[Opening DATA EXCERPTS section]

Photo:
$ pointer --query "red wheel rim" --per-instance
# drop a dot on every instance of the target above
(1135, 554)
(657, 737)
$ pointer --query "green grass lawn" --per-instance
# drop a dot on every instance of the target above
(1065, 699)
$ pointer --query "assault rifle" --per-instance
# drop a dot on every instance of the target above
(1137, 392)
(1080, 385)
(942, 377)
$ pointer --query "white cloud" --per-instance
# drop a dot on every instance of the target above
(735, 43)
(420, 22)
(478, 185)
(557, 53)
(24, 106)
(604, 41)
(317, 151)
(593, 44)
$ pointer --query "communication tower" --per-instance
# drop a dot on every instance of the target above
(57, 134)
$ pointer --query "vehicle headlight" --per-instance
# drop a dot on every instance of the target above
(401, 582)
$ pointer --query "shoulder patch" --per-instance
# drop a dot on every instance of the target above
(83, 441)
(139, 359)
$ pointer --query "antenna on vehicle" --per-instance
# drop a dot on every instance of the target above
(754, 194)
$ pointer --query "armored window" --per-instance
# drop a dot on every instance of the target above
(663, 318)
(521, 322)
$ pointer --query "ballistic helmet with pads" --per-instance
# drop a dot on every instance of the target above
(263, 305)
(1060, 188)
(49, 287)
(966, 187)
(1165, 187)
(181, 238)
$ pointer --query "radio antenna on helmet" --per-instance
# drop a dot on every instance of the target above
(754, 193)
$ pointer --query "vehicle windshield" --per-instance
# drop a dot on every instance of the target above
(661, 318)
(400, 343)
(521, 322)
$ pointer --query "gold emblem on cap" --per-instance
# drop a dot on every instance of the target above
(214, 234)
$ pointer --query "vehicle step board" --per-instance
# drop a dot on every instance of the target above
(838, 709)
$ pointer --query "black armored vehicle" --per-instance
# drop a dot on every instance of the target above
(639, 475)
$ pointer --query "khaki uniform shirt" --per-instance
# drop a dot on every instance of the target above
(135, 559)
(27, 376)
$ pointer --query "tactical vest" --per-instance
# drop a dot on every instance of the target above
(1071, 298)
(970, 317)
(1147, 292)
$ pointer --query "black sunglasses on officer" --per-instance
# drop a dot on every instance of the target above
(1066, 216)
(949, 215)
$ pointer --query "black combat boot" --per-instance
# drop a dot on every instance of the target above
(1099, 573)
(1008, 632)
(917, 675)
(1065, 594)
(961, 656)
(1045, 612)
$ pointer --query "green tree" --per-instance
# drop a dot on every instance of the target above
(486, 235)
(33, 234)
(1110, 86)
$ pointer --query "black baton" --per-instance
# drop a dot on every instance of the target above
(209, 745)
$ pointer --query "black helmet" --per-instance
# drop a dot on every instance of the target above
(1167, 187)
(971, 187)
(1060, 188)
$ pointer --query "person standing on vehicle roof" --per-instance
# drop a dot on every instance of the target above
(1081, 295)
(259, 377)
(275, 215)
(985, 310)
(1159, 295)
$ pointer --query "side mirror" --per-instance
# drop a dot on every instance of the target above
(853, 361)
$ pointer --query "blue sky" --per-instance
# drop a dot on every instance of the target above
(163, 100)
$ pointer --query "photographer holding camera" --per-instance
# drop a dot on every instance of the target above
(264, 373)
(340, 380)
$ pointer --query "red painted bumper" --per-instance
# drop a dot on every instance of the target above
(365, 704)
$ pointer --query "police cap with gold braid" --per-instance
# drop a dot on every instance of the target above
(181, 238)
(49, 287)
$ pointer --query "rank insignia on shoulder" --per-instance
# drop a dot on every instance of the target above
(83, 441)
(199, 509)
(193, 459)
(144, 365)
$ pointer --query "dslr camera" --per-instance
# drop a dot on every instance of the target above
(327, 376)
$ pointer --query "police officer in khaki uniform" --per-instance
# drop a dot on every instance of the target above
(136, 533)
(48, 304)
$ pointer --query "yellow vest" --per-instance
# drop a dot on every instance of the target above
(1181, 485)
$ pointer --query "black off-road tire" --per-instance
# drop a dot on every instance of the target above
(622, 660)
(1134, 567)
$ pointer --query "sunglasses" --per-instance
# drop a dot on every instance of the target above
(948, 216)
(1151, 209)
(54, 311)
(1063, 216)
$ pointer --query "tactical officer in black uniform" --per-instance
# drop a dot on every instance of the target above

[Closing DATA EXCERPTS section]

* _PROBLEM TO WORK ON_: Copy out every line of the listing where the word "vest" occurs.

* _REPLY_:
$ pointer --query "tactical vest" --per-instance
$ pointer --query "yellow vest" --per-instance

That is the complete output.